Your task
Each line from the one containing "Mark one point on every instance of the wooden" through the end of the entries below must be output exactly; no other line belongs.

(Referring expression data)
- Opening Delimiter -

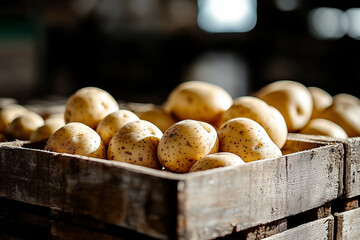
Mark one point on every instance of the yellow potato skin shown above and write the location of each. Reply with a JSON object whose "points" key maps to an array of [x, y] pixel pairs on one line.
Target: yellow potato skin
{"points": [[136, 143], [321, 100], [216, 160], [324, 127], [109, 125], [157, 116], [77, 138], [198, 101], [45, 131], [292, 99], [186, 142], [23, 126], [247, 139], [258, 110], [89, 105], [8, 114]]}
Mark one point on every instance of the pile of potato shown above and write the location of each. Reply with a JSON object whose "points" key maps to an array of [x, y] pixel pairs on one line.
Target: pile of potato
{"points": [[199, 127]]}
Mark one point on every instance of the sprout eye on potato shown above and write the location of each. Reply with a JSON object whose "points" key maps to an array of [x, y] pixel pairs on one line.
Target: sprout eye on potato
{"points": [[89, 105], [247, 139], [184, 143], [77, 138], [136, 143]]}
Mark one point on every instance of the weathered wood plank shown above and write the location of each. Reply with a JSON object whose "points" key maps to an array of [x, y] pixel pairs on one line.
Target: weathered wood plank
{"points": [[352, 161], [348, 225], [214, 203], [133, 197], [165, 205], [317, 230]]}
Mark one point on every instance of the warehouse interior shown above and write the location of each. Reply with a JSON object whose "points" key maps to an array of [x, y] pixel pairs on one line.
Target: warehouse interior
{"points": [[139, 50]]}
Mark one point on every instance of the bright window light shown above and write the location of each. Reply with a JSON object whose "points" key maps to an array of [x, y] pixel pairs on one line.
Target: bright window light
{"points": [[353, 14], [227, 15], [287, 5], [328, 23]]}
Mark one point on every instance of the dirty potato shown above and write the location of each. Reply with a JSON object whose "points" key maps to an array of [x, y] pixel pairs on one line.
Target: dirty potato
{"points": [[258, 110], [23, 126], [197, 100], [109, 125], [8, 114], [247, 139], [49, 128], [136, 143], [89, 105], [77, 138], [184, 143]]}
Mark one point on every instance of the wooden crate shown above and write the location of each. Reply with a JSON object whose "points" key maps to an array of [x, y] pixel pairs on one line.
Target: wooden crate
{"points": [[319, 229], [347, 224], [351, 164], [23, 221], [165, 205]]}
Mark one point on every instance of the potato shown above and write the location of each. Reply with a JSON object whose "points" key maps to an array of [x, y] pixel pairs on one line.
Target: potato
{"points": [[109, 125], [184, 143], [324, 127], [247, 139], [77, 138], [321, 100], [267, 116], [89, 105], [8, 114], [216, 160], [23, 126], [198, 101], [45, 131], [157, 116], [136, 143], [57, 116], [292, 99]]}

- Closing Delimiter -

Solution to this problem
Mark one point on every instance of the wooden crate shown above and write the location of each. Reply with a JSON object whose "points" key maps to an array of [x, y] pixel pairs on one line.
Target: wooden crate
{"points": [[319, 229], [347, 224], [351, 164], [23, 221], [165, 205]]}
Mark one point on every instance of the potato shown above and write the location of each. Reply with a JSON object whose "points" key maps to an array of [x, y] pixel pairs on one line.
Target: potato
{"points": [[109, 125], [184, 143], [324, 127], [247, 139], [77, 138], [321, 100], [267, 116], [89, 105], [8, 114], [216, 160], [23, 126], [198, 101], [45, 131], [157, 116], [136, 143], [57, 116], [292, 99]]}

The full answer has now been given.